[WORK INSTRUCTIONS] In the entries, find all lines that hold the word "flooded" and copy them.
════════════════════
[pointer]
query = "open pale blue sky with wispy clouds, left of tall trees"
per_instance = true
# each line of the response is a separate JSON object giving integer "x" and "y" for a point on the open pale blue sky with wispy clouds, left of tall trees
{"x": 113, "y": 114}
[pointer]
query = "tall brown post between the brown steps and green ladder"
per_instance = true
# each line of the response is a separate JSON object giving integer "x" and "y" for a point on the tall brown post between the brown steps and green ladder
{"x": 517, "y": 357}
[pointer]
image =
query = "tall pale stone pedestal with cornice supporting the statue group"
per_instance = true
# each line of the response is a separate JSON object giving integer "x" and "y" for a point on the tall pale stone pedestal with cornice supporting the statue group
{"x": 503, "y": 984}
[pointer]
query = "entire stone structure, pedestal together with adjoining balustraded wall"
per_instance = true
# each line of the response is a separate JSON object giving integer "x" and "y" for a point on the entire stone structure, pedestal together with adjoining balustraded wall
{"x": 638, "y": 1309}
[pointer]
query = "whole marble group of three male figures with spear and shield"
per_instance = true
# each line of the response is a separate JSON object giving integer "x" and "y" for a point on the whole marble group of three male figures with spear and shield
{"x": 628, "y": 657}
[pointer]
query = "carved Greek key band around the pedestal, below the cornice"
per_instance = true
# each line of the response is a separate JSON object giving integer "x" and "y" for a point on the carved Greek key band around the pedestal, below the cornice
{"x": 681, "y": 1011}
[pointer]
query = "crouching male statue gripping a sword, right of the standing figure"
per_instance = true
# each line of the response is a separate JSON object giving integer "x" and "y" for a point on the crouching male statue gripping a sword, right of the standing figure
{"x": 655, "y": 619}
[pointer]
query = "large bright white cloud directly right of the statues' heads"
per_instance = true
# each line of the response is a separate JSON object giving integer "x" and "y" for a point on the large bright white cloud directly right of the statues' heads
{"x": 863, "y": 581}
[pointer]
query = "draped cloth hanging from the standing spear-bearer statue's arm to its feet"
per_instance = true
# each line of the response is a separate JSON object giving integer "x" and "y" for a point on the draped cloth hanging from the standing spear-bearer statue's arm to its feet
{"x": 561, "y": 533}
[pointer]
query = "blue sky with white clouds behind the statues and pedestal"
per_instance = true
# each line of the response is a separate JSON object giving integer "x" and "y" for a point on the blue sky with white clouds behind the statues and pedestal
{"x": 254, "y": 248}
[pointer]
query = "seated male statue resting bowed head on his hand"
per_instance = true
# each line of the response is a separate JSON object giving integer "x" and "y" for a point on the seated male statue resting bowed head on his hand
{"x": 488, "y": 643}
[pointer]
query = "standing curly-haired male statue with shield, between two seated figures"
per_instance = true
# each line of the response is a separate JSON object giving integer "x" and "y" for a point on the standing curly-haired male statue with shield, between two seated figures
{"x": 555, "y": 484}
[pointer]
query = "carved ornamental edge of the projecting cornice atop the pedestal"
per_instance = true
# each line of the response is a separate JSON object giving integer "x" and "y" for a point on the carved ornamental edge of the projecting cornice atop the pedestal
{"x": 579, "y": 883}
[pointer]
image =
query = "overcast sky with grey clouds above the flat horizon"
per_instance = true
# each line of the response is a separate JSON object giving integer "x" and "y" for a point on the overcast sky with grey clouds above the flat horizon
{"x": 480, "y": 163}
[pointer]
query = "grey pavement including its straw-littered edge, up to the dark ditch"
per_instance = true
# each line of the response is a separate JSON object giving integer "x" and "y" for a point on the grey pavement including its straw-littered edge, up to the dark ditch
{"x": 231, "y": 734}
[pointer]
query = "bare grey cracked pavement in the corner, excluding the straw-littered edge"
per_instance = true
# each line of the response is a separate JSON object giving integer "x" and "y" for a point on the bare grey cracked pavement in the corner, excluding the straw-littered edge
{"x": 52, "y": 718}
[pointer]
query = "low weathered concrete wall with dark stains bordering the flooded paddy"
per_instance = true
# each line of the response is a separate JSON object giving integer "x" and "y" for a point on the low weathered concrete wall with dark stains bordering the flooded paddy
════════════════════
[ANSWER SECTION]
query = "low weathered concrete wall with dark stains bordering the flooded paddy"
# each line of the response is a separate JSON object giving integer "x" and "y" for a point on the low weathered concrete wall with dark stains bordering the flooded paddy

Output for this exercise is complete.